DOCUMENT TEXT:
------------

Review of progress to mid-2013

This is a public forum that invites community input on strategies and desirable practices in providing open and long-term access to diffraction data sets.

Moderator: Brian McMahon

Post Reply
Brian McMahon
Site Admin
Posts: 116
Joined: Fri May 13, 2011 12:34 pm

Review of progress to mid-2013

Post by Brian McMahon » Thu Aug 15, 2013 12:55 pm

Activities of the IUCr Diffraction Data Deposition Working Group 2011-2013

An interim report as prepared for the programme booklet of the Crystallographic Information and Data Management Symposium, U. Warwick, 25 August 2013

Terms of reference

It is becoming increasingly important to deposit the raw data from scattering experiments; a lot of valuable information gets lost when only structure factors are deposited. A number of research centres, e.g. synchrotron and neutron facilities, are fully aware of the need and have established detector working groups addressing this issue.

------------

(Collected data entries)
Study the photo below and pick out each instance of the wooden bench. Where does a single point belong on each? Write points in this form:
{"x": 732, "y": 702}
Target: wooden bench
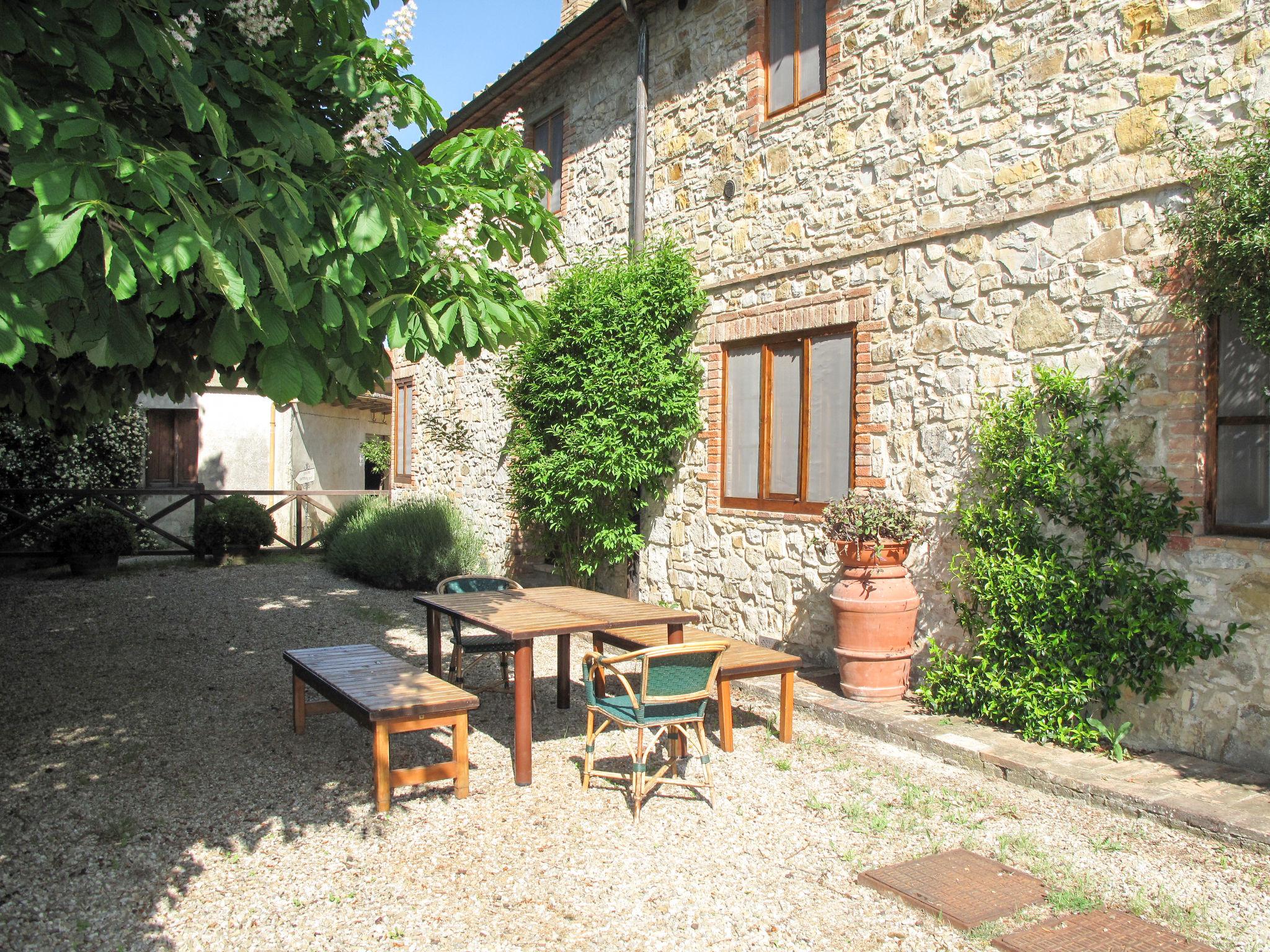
{"x": 741, "y": 660}
{"x": 386, "y": 696}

------------

WHAT YOU WILL DO:
A. Retype the passage of the diffraction data deposition forum post from "This is a public" up to and including "diffraction data sets.".
B. Pull out each line in the records that contains the string "wooden". Case counts.

TASK RESPONSES:
A.
This is a public forum that invites community input on strategies and desirable practices in providing open and long-term access to diffraction data sets.

B.
Study the photo below and pick out each instance of the wooden bench. Where does a single point belong on each? Write points in this form:
Target: wooden bench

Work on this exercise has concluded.